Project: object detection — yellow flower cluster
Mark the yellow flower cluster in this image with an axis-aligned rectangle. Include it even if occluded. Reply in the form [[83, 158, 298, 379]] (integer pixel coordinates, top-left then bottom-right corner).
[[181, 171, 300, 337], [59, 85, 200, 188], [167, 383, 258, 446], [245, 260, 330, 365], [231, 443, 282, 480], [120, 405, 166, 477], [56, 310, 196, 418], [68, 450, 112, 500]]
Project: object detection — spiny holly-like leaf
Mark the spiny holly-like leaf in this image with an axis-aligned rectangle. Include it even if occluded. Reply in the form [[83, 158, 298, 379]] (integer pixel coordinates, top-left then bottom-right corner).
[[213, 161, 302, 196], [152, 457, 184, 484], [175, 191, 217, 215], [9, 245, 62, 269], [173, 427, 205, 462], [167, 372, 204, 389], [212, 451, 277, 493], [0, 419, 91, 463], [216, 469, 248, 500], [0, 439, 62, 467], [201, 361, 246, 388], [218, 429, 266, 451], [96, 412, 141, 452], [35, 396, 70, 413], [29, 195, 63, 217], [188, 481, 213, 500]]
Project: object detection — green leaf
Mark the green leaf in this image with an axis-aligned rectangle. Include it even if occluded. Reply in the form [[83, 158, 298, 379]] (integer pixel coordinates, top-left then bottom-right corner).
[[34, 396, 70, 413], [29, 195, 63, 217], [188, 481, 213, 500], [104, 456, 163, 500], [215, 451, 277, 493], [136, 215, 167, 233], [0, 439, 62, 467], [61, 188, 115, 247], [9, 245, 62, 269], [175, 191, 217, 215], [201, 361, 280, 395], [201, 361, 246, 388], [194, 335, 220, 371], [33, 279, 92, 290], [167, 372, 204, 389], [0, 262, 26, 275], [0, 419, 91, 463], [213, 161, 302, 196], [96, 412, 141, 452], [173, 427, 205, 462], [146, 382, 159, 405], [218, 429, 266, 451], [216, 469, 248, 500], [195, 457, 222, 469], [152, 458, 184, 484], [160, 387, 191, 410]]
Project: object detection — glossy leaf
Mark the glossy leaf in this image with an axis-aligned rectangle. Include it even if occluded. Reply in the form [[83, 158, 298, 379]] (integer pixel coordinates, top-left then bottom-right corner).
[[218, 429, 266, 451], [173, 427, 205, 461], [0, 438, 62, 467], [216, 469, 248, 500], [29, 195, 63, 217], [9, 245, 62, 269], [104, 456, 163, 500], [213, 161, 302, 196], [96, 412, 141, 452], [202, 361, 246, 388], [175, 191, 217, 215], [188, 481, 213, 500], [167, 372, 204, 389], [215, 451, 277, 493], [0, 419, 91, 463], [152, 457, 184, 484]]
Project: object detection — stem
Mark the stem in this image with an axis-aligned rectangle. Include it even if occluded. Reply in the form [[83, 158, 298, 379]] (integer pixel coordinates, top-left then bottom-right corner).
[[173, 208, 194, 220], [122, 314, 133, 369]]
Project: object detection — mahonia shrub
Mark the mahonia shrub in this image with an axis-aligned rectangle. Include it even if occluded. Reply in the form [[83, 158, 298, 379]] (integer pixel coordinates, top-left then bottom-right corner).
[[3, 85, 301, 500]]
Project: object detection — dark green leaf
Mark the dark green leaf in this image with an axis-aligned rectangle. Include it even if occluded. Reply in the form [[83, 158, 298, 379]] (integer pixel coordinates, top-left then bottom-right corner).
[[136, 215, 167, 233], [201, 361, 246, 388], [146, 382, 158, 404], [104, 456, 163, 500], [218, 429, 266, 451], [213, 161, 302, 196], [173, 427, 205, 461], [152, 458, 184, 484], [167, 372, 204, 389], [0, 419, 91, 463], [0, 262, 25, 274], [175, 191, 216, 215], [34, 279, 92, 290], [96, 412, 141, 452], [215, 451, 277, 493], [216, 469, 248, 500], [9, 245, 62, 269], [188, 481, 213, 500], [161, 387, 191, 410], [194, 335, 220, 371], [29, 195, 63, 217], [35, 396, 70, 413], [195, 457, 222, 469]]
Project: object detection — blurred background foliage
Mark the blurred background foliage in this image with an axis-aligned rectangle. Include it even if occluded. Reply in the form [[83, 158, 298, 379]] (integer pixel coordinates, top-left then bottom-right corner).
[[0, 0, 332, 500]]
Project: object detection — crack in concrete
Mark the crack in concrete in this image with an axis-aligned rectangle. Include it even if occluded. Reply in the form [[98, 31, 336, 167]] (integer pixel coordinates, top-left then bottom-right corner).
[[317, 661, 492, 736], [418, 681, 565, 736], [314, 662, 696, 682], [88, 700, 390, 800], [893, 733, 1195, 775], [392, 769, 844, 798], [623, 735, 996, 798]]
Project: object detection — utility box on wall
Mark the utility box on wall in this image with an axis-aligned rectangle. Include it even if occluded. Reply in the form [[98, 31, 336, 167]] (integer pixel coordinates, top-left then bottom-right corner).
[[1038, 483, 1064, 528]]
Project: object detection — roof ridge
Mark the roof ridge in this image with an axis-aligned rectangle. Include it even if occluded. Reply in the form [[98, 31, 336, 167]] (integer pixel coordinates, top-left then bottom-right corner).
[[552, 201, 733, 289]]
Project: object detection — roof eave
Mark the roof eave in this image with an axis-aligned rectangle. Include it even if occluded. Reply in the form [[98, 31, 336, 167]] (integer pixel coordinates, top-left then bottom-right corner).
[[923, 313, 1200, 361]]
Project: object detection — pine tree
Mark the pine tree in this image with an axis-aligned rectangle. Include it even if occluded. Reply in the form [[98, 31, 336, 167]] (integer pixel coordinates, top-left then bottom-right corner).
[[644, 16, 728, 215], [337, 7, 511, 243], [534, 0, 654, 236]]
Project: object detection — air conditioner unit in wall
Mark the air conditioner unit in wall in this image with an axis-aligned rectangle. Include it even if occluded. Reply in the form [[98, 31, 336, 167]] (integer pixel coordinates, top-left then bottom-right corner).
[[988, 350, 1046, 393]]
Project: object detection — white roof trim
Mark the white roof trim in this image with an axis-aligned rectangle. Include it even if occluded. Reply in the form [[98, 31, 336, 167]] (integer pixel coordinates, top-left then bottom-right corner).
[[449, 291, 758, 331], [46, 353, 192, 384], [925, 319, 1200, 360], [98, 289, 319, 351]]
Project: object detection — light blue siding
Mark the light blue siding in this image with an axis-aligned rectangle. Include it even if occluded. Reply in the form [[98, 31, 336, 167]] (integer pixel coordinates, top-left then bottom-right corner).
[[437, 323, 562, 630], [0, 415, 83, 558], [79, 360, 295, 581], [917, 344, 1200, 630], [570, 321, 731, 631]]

★ ★ ★ ★

» Required work
Reproduce the rows from the start of the rows through the line containing "481, 213, 500]]", inclusive. Keep the requests and their sample coordinates unchanged, and scale every box coordinate in the answers by 1.65, rounding to whole numbers with halves rounded up.

» Final answer
Project: object detection — yellow flower cluster
Mark the yellow flower cluster in this image with an axis-aligned rectangle. Include it even if occluded. Reply in the form [[83, 158, 298, 379]] (integer pixel coordinates, top-left then bottom-right corner).
[[299, 282, 495, 556], [97, 140, 330, 310], [276, 632, 426, 736], [404, 429, 545, 602], [381, 731, 465, 792], [198, 668, 274, 787], [92, 512, 323, 690], [112, 743, 185, 825]]
Project: object detection — spiny holly-like leaf
Mark the spiny holly-like leaf in this image with an axis-aligned rectangle. Include it even if occluded. Reply in the form [[83, 158, 298, 379]] (integer pixel coordinates, top-left then bottom-right corner).
[[351, 266, 498, 323], [251, 754, 304, 799], [289, 315, 358, 355], [15, 404, 102, 444], [285, 705, 338, 762], [276, 614, 337, 642], [350, 744, 457, 813], [0, 691, 150, 764], [356, 774, 409, 825], [0, 724, 102, 771], [332, 596, 406, 640], [360, 708, 439, 744], [158, 680, 233, 746], [58, 653, 116, 681], [48, 322, 104, 358], [310, 794, 351, 825]]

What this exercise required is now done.